INPUT MATERIAL:
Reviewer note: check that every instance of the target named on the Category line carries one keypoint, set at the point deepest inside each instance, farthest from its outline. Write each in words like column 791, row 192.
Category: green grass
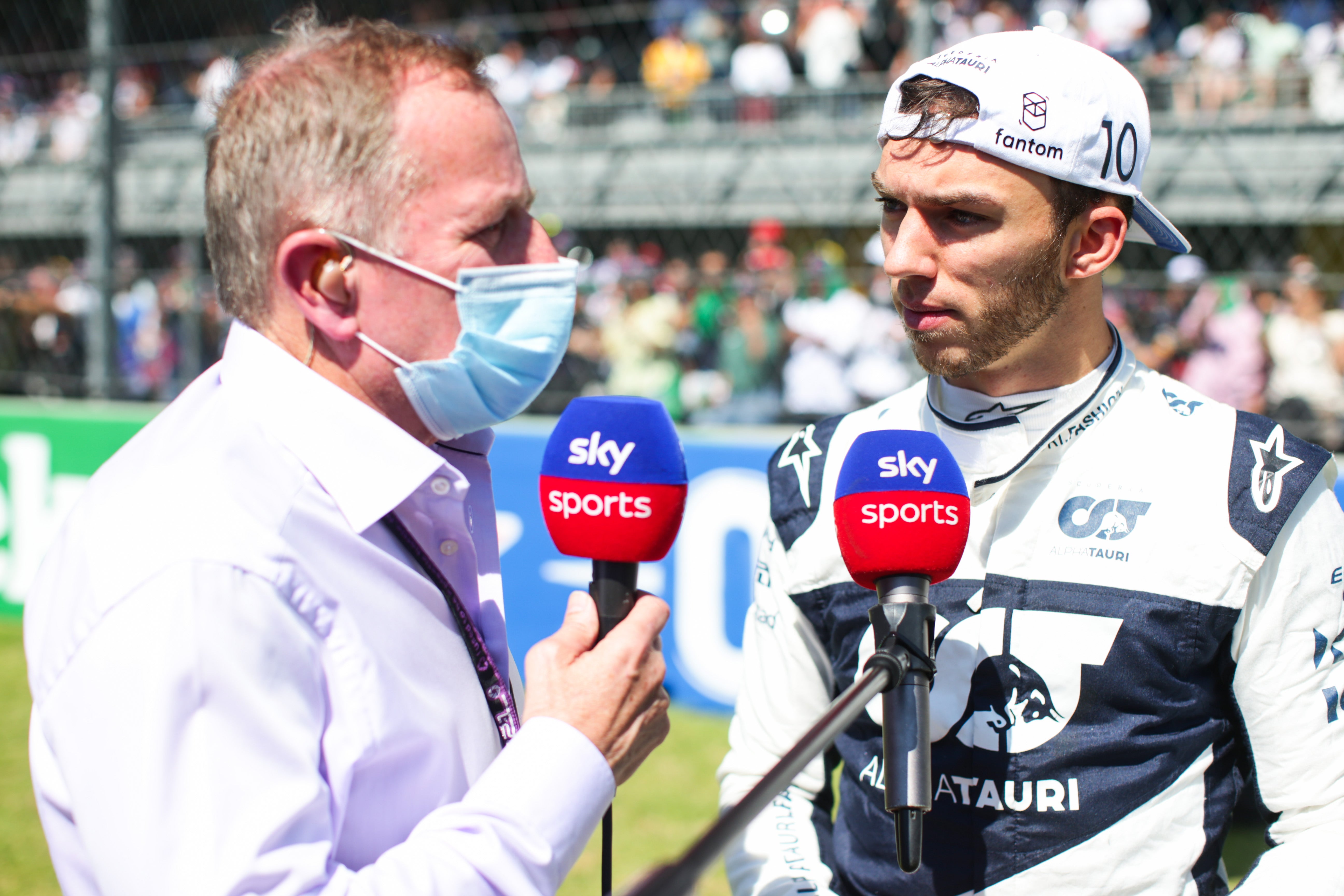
column 662, row 809
column 658, row 813
column 25, row 864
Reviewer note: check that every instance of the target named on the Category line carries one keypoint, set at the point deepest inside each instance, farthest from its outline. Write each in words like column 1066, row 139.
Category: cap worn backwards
column 1052, row 105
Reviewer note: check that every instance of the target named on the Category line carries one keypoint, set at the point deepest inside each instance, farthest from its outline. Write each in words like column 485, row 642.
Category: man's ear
column 315, row 276
column 1097, row 241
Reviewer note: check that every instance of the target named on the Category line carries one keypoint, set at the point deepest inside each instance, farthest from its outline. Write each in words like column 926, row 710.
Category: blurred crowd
column 54, row 120
column 167, row 327
column 759, row 339
column 1194, row 58
column 1269, row 345
column 773, row 335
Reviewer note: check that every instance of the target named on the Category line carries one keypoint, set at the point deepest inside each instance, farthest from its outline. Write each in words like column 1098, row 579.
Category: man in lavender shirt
column 248, row 676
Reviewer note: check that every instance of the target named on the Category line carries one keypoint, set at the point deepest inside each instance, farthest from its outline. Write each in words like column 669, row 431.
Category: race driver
column 1148, row 614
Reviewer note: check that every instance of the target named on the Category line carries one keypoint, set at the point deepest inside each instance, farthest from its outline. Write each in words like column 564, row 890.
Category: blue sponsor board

WHAT TO WORK ON: Copy out the records above line for line, with every note, category, and point as it appears. Leave the picture out of your copy.

WRITTEN RESPONSE:
Reviewer note: check that every instance of the target named on the Category line carries one keypoint, set at the point deepest inside each instance, farthest from its outline. Write each in words like column 791, row 192.
Category: green grass
column 662, row 809
column 658, row 813
column 25, row 864
Reviewer note: check that every instance of the target named on the Category line carries one keypoint, set at the point deepest inside each instance, farthest from its outline. Write each in words like column 1066, row 139.
Category: cap worn backwards
column 1052, row 105
Reviewer note: check that every instance of the target named on the Category line carries one keypoint, set at the point deepest inside each instance, farthest from its outline. Write each in words like column 485, row 642.
Category: man's ear
column 315, row 276
column 1097, row 241
Reviewer note: check that every instance of the target named on the Category line carries one keypoint, set at the point deepest inside each instance, farthest from its outline. Write each in words like column 926, row 710.
Category: blurred crowd
column 54, row 120
column 167, row 327
column 759, row 339
column 1194, row 58
column 1269, row 345
column 773, row 335
Reviewer note: check that every instance of the target named on the Category line carries one keypoint, set at the point deepest inside each instance, farthest from its outline. Write each in words like column 1098, row 579.
Category: man in lavender shirt
column 248, row 676
Reviewer note: check that every instance of the target named on the Category line carries one keypoint, set at the point deepest inside each instance, farthest from its outline. Write each in words like column 669, row 431.
Category: race driver
column 1148, row 614
Reviewer note: check that every instance of the target named on the Category line carries one keypoint, set at the point deepest inside each instance, farthest from its outline. Write each in words like column 564, row 890.
Category: blue sponsor board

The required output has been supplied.